##### Page

# MacBook Pro LCD screen glitch (dark vertical stripes on booting)



## greg-the-fox (Mar 18, 2012)

I suppose this is not a really huge deal as it only happens every once in a while booting, the screen is noticeably darker and lit mainly from the bottom, there are vertical stripes of light and dark patches. It won't go away on it's own, it will stay like that unless I fix it by rebooting, though rebooting twice is sometimes necessary. It still freaks me out though, and I would like to know if anyone's seen it or knows if it's a sign of anything more serious, or if something is actually wrong with my screen or the LEDs behind it. I would hate to see my screen just suddenly die one day. This computer's 3 and a half years old by the way, the casing's in pretty good shape but the lid might be a _tiny_ bit warped, I noticed when it's closed there's a little bit of a gap at the corners. My cat _may_ have sat on it a few times >> (not that I let him)

I wasn't able to get very good pictures, it's much more dramatic in real life and it only really shows up against the blank boot screen:

Glitched boot screen with stripes
Normal boot screen

The glitch doesn't cause a difference in color, you're just seeing two points in the boot process, I probably should've timed the photos better (if you're unfamiliar with macs the screen turns gray first, then blue momentarily before loading the login window)


----------



## Runefox (Mar 18, 2012)

Looks to me like the LED's in your LED backlit display are starting to decay. How old is the MacBook Pro? If it's under warranty (or AppleCare), you should be able to get that fixed.

##########

- [Directives]:
a - Copy everything from "I wasn't able" down to "Runefox (Mar 18, 2012)" in the MacBook Pro screen thread, word for word.
b - Pick up the MacBook Pro screen glitch thread after its last sentence and write the next part.

##### Information supplied

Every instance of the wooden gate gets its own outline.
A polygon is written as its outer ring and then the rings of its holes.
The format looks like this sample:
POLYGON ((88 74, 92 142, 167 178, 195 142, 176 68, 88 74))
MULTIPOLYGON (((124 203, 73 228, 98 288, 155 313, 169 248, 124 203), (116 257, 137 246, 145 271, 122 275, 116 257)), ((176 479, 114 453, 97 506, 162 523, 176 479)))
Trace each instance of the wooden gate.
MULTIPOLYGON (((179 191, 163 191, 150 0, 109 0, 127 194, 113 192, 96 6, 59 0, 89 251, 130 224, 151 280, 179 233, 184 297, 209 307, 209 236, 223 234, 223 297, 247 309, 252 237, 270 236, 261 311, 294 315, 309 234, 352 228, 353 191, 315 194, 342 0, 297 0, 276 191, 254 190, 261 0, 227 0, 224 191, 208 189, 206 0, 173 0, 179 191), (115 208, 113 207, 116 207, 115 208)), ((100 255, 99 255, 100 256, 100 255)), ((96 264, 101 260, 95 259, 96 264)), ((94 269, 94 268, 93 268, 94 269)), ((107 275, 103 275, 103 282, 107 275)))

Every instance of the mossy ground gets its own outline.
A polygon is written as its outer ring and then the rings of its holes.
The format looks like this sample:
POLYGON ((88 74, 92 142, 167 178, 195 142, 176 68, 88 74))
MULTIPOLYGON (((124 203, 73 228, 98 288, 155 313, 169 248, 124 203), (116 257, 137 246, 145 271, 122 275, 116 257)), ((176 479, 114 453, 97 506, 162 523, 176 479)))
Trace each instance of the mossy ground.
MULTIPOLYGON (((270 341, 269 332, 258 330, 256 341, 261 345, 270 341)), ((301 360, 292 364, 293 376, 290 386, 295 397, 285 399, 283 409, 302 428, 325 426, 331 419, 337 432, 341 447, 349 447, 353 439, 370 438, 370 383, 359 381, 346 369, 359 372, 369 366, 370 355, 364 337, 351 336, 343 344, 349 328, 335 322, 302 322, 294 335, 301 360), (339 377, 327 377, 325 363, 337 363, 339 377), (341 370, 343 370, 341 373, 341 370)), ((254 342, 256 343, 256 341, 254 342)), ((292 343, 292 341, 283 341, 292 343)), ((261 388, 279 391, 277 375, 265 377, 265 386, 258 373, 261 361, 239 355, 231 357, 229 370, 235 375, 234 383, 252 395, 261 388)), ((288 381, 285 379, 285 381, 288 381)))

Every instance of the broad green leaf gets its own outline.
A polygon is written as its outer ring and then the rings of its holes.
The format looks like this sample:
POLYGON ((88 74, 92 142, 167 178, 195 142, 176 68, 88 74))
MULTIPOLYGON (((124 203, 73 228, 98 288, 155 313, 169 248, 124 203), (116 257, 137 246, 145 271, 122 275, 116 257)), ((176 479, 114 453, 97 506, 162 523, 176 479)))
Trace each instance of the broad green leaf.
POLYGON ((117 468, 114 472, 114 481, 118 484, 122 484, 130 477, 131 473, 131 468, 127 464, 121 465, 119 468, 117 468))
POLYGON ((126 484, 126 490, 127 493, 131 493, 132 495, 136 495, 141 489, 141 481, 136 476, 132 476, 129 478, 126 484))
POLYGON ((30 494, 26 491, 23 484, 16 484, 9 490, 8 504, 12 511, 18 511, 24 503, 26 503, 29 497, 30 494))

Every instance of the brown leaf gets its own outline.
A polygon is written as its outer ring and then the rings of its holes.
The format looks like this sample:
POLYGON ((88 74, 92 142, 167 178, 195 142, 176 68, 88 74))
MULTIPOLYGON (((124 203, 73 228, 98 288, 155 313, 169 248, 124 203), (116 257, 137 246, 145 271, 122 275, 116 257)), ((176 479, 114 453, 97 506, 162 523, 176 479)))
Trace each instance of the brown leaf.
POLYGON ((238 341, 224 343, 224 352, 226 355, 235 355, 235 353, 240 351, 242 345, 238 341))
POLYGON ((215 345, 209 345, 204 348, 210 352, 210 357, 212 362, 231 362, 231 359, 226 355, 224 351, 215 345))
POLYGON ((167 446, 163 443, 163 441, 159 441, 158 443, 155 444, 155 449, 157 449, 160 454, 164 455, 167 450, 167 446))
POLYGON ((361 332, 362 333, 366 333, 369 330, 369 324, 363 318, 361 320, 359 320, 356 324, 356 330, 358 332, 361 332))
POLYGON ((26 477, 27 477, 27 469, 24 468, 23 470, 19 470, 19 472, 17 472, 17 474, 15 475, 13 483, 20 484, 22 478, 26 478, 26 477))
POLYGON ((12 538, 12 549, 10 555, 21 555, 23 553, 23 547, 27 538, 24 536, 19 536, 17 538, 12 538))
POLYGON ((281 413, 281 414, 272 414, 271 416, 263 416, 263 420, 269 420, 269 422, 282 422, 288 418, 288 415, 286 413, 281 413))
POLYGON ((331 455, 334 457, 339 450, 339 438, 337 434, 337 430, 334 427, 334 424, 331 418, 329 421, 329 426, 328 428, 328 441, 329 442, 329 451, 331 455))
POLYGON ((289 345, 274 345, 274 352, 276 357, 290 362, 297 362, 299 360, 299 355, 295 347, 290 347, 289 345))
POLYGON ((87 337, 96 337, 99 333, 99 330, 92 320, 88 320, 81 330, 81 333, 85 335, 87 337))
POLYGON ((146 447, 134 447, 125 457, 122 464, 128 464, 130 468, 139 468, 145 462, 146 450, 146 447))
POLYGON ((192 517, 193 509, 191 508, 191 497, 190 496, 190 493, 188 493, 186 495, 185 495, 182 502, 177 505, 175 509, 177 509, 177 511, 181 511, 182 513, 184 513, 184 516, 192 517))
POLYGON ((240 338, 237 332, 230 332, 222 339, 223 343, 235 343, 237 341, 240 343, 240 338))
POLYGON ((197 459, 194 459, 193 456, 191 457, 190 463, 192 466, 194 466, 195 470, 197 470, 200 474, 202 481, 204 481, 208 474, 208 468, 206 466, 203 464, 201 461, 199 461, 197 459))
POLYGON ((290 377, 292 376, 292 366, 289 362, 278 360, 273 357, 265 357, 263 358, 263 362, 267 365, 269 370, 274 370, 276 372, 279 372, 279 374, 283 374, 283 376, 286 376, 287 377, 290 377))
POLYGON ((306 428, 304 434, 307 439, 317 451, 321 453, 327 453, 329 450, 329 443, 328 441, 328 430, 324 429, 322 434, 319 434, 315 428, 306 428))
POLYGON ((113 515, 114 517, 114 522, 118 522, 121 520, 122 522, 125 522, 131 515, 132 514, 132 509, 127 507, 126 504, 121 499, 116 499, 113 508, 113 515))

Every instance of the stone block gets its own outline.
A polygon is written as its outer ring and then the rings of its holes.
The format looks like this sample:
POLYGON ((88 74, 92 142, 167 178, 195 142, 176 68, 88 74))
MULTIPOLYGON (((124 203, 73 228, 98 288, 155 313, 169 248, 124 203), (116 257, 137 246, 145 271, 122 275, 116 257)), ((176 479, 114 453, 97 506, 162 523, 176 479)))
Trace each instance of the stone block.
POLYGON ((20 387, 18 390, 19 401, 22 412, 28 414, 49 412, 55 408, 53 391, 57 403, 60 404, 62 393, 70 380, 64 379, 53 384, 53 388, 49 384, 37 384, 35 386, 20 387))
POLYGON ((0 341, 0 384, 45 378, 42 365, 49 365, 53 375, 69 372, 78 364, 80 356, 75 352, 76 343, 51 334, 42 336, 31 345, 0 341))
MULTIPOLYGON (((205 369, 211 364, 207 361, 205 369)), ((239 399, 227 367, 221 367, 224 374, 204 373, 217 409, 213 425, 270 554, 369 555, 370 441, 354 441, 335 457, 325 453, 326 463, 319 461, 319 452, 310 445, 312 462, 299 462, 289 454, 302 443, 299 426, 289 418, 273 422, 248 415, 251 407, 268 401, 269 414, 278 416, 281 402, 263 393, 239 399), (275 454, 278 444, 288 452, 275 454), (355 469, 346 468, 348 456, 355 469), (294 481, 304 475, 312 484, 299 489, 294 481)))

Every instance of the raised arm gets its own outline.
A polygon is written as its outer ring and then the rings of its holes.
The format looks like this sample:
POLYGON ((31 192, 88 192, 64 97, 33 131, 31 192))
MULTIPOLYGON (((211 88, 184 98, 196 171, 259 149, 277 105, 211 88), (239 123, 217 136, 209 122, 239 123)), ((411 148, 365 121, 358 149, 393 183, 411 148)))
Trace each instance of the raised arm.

##########

- [Results for each task]:
a -
I wasn't able to get very good pictures, it's much more dramatic in real life and it only really shows up against the blank boot screen:

Glitched boot screen with stripes
Normal boot screen

The glitch doesn't cause a difference in color, you're just seeing two points in the boot process, I probably should've timed the photos better (if you're unfamiliar with macs the screen turns gray first, then blue momentarily before loading the login window)


----------



## Runefox (Mar 18, 2012)

b -
EDIT: Judging by the look of it, it's a 2008 model. Doubt that's under warranty... Fixing something like that's not an easy job unfortunately, and not something I'd recommend trying yourself, unless you're really, REALLY good with disassembling electronics and probably using a soldering iron.


----------



## greg-the-fox (Mar 18, 2012)

Runefox said:


> Looks to me like the LED's in your LED backlit display are starting to decay.



That's what I was afraid of... how much longer do you think they'll last? (I always keep my screen on full brightness lol)
Applecare ran out several months ago unfortunately... I'd be willing to spend a couple hundred tops, how much would a repair like that cost? (I would just wait until it failed completely)
One of these days I need to get a new computer but I'm too invested in this one :T


----------



## Elim Garak (Mar 18, 2012)

lol mac.

Display backlight or Display controller probably fucked.

How long it will last? Not sure.
How much will it take for it to be fixed?
Regular 17 in laptop about 300-480 depending on brand and model.
Mac? Your fucked.


----------



## Frroat (Mar 18, 2012)

It's probably a backlight display issue, though it _could_ be the logic board going bad. Have you had any weird on-screen glitches while using it? I have sometimes had issues with the displays on my older Macs but they've never gone bad.

If you can take it to an Apple Store, tell them that it's been like that for a long time, sometimes they'll repair your products for free even after the warranty expires (as long as there is no terrible visible damage or water damage). It's worth a shot. I would imagine repairing it could cost a few hundred dollars though.


----------



## greg-the-fox (Mar 18, 2012)

Wtf it's definitely not the logic board as I JUST got that replaced not even a year ago! (for no cost luckily) When that went bad, it just _died_, no warnings whatsoever. (that I noticed) I haven't noticed anything else wrong with it, when it's working normally the picture is as vivid and sharp as it always was. There's a repair shop I can take it to nearby (Mac Heaven) for specialty stuff the Apple store won't do. (oh not to mention the disc drive doesn't burn discs anymore lol) I'll try to research price estimates, if it's too high I'll just think about buying a new computer (and then the whole mac/pc/hackintosh/desktop/laptop debate rages in my head forever) Hell, I couldn't even get the A/C pump in my car fixed because they wanted like $700


----------



## Elim Garak (Mar 18, 2012)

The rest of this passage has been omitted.